Provided text =
____________________
Ben Lerner, 10:04 (2014)
Written in a style somewhere between prose and poetry, Lerner’s fiction has attracted attention for its “autofictional” blend of autobiography and fiction in a cutting-edge genre of contemporary writing. 10:04 frames the oncoming future through a narrative which reflects upon the production and materiality of the book itself. Lerner generates poetic correspondences which lead to moments of heightened awareness of the relationships between people, objects, and the environment. The text’s plot is bookended by two hurricanes, while the narrator is sensitive to how everyday events and interactions feel defamiliarized and even subdued during social and political crises.
In 10:04, Lerner contemplates the world as we know it, speculating on how contingencies of environmental crisis will fundamentally change human life. Given the fact that the world is experiencing the destructive repercussions of human history, 10:04 represents visions of the future and the damage of climate change to appeal for collective responsibility and the realisation of compassionate politics amidst the precariousness of the contemporary moment.
Jeanette Winterson: The Powerbook (2000)
Winterson’s texts are renowned for their experimental, self-conscious techniques and The Powerbook is no exception. Published in 2000, Winterson responds to the technological optimism of the twenty-first century through a novel fixated on questions of futurity and the direction of human history.
____________________
Records shown =
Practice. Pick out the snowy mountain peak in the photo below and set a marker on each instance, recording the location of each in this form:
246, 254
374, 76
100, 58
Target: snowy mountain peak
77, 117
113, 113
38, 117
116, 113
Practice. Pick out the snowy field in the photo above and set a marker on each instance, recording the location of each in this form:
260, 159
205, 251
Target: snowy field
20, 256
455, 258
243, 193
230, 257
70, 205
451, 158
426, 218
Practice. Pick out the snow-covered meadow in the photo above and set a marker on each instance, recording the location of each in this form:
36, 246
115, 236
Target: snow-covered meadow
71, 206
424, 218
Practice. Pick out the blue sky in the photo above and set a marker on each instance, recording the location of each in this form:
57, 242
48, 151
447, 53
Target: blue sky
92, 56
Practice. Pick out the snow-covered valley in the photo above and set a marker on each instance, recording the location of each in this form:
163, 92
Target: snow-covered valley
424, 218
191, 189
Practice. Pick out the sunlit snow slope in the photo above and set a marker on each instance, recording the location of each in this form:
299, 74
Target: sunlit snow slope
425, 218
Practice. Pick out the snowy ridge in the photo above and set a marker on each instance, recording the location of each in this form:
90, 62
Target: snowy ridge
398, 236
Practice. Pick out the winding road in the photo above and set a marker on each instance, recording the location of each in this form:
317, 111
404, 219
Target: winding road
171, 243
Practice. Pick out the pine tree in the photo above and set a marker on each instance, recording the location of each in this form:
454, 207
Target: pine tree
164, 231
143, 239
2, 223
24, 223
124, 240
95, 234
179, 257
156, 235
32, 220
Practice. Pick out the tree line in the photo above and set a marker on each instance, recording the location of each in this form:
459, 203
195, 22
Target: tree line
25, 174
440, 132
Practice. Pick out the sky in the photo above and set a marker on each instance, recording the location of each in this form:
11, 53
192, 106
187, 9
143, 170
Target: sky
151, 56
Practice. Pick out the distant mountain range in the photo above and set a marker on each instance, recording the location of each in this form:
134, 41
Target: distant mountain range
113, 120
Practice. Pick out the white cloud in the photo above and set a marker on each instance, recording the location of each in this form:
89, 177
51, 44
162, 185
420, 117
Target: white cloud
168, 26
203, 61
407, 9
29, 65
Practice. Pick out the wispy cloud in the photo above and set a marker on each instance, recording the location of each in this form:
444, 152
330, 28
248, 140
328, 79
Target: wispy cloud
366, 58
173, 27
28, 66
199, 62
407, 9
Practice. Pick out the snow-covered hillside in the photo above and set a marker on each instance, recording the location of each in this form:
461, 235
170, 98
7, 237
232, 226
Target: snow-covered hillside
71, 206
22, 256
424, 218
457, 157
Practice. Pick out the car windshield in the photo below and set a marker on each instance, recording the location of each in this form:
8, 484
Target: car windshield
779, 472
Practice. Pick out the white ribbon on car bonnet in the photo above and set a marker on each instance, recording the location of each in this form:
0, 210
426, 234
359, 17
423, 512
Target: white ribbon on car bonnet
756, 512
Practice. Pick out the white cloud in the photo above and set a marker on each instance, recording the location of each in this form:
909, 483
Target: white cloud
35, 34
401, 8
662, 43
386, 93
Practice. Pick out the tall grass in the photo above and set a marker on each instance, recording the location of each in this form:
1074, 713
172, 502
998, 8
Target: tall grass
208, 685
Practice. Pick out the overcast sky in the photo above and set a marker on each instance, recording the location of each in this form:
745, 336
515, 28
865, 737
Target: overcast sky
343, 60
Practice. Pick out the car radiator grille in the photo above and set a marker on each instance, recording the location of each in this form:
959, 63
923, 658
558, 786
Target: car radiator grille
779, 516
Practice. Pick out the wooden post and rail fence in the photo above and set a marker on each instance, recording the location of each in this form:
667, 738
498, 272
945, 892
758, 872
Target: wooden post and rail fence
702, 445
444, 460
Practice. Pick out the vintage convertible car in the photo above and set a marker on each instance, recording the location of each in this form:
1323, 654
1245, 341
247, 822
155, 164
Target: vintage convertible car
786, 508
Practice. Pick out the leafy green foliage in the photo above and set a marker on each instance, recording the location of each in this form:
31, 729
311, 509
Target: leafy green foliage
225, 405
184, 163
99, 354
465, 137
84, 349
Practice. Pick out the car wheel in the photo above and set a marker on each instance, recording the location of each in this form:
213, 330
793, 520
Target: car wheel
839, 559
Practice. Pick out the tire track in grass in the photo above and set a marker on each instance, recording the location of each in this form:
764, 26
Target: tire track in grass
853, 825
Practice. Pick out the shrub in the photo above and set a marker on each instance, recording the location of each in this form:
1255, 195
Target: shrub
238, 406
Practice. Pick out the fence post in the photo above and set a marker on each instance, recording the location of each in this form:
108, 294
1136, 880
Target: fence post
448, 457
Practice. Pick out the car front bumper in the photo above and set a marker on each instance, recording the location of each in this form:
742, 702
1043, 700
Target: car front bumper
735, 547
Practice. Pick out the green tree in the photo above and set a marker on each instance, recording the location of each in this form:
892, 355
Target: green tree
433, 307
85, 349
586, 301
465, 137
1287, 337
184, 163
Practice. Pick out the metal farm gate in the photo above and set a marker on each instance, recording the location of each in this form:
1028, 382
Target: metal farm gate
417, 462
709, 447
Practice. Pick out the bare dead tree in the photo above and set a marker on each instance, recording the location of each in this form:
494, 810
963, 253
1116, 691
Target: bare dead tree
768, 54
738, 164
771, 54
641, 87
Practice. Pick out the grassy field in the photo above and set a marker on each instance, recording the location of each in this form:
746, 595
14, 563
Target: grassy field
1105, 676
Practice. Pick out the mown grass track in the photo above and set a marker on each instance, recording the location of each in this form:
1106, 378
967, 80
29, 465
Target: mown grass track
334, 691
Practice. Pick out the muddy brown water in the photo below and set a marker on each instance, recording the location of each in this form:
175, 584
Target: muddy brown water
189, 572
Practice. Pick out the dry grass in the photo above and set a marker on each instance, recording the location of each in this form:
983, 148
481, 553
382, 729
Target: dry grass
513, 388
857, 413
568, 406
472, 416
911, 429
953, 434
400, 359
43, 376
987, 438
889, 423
____________________
Work instructions = Reproduce, word for word, the entire passage above about Ben Lerner's 10:04 and Jeanette Winterson's The Powerbook.

Response to the exercise =
Ben Lerner, 10:04 (2014)
Written in a style somewhere between prose and poetry, Lerner’s fiction has attracted attention for its “autofictional” blend of autobiography and fiction in a cutting-edge genre of contemporary writing. 10:04 frames the oncoming future through a narrative which reflects upon the production and materiality of the book itself. Lerner generates poetic correspondences which lead to moments of heightened awareness of the relationships between people, objects, and the environment. The text’s plot is bookended by two hurricanes, while the narrator is sensitive to how everyday events and interactions feel defamiliarized and even subdued during social and political crises.
In 10:04, Lerner contemplates the world as we know it, speculating on how contingencies of environmental crisis will fundamentally change human life. Given the fact that the world is experiencing the destructive repercussions of human history, 10:04 represents visions of the future and the damage of climate change to appeal for collective responsibility and the realisation of compassionate politics amidst the precariousness of the contemporary moment.
Jeanette Winterson: The Powerbook (2000)
Winterson’s texts are renowned for their experimental, self-conscious techniques and The Powerbook is no exception. Published in 2000, Winterson responds to the technological optimism of the twenty-first century through a novel fixated on questions of futurity and the direction of human history.